**GOAL:** Filter the lines below and copy each one that contains the word "collar".

(Region annotation entries)
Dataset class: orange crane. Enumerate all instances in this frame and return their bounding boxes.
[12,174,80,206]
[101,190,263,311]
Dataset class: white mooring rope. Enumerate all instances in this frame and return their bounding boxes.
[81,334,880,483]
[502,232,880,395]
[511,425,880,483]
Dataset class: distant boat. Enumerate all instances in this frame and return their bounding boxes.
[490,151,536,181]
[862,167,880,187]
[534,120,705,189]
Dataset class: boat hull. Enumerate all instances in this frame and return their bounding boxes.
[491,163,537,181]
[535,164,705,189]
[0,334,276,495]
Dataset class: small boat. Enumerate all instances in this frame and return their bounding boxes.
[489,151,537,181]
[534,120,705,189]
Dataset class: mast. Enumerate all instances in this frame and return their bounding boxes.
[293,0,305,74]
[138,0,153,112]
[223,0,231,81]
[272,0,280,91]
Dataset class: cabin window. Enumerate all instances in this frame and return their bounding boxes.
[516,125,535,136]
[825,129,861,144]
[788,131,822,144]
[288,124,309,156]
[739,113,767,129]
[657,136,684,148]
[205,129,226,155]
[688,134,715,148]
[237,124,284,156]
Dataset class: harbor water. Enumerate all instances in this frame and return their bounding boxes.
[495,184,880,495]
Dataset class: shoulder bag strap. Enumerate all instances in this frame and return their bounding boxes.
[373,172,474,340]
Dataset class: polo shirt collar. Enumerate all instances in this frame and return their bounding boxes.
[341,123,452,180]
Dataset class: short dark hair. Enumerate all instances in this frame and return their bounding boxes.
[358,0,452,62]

* * *

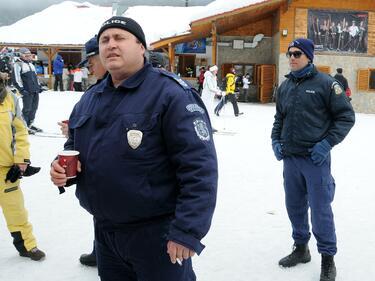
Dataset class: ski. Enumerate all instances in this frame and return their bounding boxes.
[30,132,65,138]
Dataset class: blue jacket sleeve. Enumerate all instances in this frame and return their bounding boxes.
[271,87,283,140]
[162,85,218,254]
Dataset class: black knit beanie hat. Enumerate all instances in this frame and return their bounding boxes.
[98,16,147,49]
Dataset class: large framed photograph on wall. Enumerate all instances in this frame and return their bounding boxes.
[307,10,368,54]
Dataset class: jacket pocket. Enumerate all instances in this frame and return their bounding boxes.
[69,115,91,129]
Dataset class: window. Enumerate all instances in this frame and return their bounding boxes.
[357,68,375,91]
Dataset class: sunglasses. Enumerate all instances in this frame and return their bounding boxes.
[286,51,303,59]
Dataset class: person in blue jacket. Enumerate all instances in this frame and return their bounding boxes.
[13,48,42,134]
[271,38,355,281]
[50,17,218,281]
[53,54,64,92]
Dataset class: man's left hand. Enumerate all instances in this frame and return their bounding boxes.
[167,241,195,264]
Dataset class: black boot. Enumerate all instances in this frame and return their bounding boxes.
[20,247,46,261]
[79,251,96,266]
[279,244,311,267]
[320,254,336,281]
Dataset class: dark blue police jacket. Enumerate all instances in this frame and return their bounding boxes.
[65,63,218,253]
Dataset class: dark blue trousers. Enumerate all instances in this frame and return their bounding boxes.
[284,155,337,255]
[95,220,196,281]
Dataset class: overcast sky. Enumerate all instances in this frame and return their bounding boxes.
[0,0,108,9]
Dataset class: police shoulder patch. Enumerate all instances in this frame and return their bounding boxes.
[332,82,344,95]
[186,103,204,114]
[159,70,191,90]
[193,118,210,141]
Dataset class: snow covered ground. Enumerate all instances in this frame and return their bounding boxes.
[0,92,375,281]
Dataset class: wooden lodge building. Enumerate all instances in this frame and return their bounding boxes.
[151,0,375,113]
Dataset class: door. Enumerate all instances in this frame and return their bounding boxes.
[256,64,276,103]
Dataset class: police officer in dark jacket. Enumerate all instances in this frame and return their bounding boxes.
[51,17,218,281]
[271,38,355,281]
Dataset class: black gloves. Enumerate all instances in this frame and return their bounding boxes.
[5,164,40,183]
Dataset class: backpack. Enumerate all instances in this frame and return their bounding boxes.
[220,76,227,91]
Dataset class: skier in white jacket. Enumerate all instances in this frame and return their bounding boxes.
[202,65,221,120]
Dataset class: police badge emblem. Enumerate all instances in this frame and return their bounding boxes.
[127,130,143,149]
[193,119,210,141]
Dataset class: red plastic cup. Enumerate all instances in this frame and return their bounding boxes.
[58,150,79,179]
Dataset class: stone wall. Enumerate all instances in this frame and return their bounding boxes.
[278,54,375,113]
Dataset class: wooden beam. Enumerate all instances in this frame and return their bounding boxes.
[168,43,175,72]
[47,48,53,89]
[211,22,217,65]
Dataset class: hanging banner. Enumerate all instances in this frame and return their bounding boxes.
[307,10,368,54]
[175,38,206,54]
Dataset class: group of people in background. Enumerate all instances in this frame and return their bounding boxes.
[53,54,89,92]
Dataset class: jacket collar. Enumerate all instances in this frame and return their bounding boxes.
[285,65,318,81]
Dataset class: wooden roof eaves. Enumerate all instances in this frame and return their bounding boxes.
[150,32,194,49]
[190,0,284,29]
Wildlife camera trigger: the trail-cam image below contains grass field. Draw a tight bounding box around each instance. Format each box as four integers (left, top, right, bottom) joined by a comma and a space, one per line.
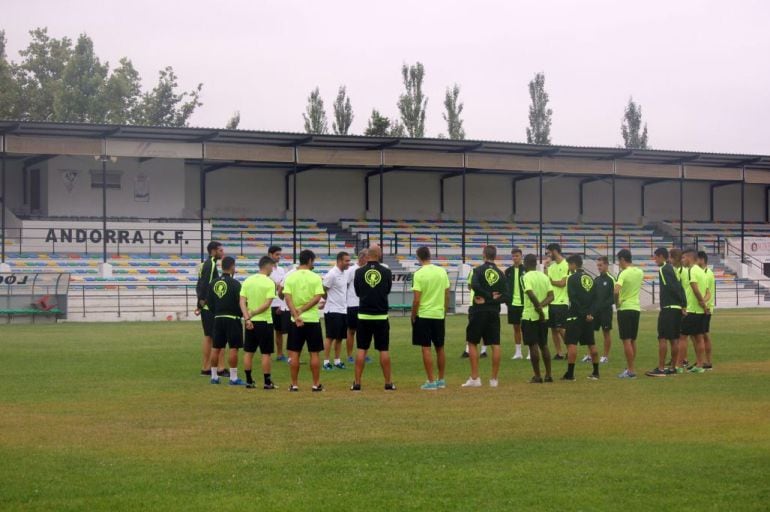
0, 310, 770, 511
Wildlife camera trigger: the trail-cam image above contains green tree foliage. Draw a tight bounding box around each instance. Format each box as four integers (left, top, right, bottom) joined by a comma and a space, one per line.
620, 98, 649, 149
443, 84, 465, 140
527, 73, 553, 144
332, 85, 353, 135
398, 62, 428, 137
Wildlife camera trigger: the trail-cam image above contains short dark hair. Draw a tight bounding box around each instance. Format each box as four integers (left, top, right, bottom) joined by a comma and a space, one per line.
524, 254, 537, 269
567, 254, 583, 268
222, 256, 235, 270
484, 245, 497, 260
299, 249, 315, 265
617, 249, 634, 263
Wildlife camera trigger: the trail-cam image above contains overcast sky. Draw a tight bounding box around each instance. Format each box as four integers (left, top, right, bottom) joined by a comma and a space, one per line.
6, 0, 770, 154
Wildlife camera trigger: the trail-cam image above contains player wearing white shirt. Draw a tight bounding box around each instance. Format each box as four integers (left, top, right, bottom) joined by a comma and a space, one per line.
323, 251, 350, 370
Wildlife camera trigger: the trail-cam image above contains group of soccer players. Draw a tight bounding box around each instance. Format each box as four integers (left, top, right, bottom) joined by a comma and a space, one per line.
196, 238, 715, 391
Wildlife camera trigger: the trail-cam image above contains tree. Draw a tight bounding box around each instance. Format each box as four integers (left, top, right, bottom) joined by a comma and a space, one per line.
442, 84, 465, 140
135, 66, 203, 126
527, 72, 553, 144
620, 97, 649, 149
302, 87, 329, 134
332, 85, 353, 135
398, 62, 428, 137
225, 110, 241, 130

**TASK RESPONSE:**
Dataset class: polo shirt collar. Enumerate all instances in this frame and return their bounding boxes.
Dataset class: jacket collar. Enumerate all instances in this frame and return their bounding boxes.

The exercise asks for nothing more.